◆ Provided text
Segment Open
Adobe Reveals Content Creators Are Increasing At A Steady Pace, And Influencers Are Earning Hefty Amounts In The Process

Data gathered by Adobe reveals that the influencer market continues to grow at a breakneck pace, with 165 million new content creators have joined the ranks in just two years.

This brings the current total to a rough estimate of 303 million, although I can’t see numbers getting particularly accurate anytime soon. Influencers inhabit all sorts of platforms, are from a slew of different backgrounds and aren’t always producing content that’s necessarily in English, thus making it hard to keep track of everyone. The Adobe study that we’re delving into, for example, limits itself to the US, the UK, France, Spain, Germany, Australia, Japan, Brazil, and South Korea as markets to be explored. This leaves out a veritable number of influencers that originate from areas such as South Asia or even a large chunk of Europe. There’s also the further consideration that influencers or content creators are defined differently by different individuals or groups. Adobe defines content creators as individuals who engage with creative output (e.g. art, photography, and…NFT making), and then post the results online for others to interact with. Influencers, business owners, and the like are defined as subcategories of content creators.
Segment Closed
◆ Provided information
Segment Open
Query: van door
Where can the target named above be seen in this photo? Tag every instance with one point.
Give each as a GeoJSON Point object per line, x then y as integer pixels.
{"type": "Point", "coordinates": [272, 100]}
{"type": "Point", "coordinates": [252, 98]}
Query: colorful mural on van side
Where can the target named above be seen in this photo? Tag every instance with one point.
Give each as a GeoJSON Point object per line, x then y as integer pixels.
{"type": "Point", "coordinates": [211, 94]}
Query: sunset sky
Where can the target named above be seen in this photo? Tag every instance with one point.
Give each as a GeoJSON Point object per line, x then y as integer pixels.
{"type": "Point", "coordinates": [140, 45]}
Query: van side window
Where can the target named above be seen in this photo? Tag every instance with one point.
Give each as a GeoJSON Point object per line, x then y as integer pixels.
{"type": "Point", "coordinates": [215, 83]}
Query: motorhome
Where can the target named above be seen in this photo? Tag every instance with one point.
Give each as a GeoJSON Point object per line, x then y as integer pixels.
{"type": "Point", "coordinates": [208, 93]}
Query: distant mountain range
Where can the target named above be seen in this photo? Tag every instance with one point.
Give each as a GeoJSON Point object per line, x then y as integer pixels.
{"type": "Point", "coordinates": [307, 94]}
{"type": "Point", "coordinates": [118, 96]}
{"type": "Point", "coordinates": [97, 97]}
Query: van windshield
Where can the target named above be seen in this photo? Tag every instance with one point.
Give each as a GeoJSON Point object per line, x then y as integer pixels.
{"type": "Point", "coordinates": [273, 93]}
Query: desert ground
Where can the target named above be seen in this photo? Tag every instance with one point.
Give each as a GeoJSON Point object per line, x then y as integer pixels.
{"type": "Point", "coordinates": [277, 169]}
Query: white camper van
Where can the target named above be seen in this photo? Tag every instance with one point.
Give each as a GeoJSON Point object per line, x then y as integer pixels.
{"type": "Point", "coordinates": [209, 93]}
Segment Closed
◆ Tasks
**1.** In the article on content creators, replace "breakneck" with "rapid" in the part that opens with the words containing "Data gathered by" and closes with "just two years.".
**2.** Answer these questions from the article on content creators:
(a) How many new content creators joined in the two-year span Adobe reports?
(b) What is the rough estimate of the current total?
(c) Which groups does Adobe define as subcategories of content creators?
**3.** Continue the article on content creators from the point where it stops.

◆ Expected responses
**1.**
Data gathered by Adobe reveals that the influencer market continues to grow at a rapid pace, with 165 million new content creators have joined the ranks in just two years.

**2.**
(a) 165 million
(b) About 303 million
(c) Influencers, business owners, and the like

**3.**
The research shows that while influencers (creators with online followings of more than 5,000 individuals) only comprise 15% of creators as a whole, over half of them are in the top income bracket; in simpler terms, 51% of this population generates a household income of over USD 100,000. Did you spend thousands of years studying towards a career in medicine, drowning yourself in debt throughout the process? Did you then realize that getting matched to a residency program is in and of itself a massive hassle, and can often render individuals to waiting tables until they get a job? Well, next time you’re imagining all of that, do so while remembering that some kid out there’s earning a livable income and then some through making TikTok videos on their mother’s phone.

Content creators in general, while raking in a decent sum of money, aren’t making enough to survive. While the average influencer has made it, creators as a whole typically rely on social exposure as a secondary form of income, having full-time jobs instead. However, I expect this number to perhaps keep shrinking as time goes by; after all, currently, 23% of the world’s population defines themselves as content creators. I only expect these figures to keep accelerating.